#### Short exercise
Reproduce the lines of the listing character for character, starting with the line that contains "point: the white bowl in this photo" and continuing to the end of the listing.
──────────────────────────────
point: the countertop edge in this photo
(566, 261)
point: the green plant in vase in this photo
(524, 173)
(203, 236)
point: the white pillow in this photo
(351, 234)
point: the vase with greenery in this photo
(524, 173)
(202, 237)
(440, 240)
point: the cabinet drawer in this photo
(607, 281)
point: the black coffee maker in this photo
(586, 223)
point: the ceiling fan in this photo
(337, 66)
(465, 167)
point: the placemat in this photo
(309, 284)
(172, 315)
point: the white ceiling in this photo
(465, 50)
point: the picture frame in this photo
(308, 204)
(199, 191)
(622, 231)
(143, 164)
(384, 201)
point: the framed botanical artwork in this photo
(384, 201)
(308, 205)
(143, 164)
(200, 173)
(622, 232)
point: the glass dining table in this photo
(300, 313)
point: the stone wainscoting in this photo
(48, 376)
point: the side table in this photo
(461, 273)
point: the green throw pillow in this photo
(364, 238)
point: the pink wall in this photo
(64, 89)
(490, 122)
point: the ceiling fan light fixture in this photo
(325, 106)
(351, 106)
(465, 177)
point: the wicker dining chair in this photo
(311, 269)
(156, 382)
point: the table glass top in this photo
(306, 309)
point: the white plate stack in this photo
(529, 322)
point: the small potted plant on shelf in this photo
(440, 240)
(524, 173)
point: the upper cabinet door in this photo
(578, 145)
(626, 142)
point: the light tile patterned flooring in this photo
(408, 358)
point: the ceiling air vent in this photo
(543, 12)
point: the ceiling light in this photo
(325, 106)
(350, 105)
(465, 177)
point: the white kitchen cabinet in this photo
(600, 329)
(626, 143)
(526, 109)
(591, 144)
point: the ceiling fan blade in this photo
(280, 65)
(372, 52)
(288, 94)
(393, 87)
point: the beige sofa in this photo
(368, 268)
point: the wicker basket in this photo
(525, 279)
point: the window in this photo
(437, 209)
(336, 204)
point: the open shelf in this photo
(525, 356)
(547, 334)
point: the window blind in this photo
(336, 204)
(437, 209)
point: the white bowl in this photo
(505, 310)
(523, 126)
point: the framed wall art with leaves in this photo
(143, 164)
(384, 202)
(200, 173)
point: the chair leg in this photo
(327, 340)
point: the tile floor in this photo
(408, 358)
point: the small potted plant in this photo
──────────────────────────────
#### Solution
point: the white bowl in this photo
(505, 310)
(523, 126)
point: the framed wall art with leaves in this photo
(143, 164)
(384, 202)
(200, 173)
point: the chair leg in this photo
(327, 340)
point: the tile floor in this photo
(408, 358)
point: the small potted plant in this photo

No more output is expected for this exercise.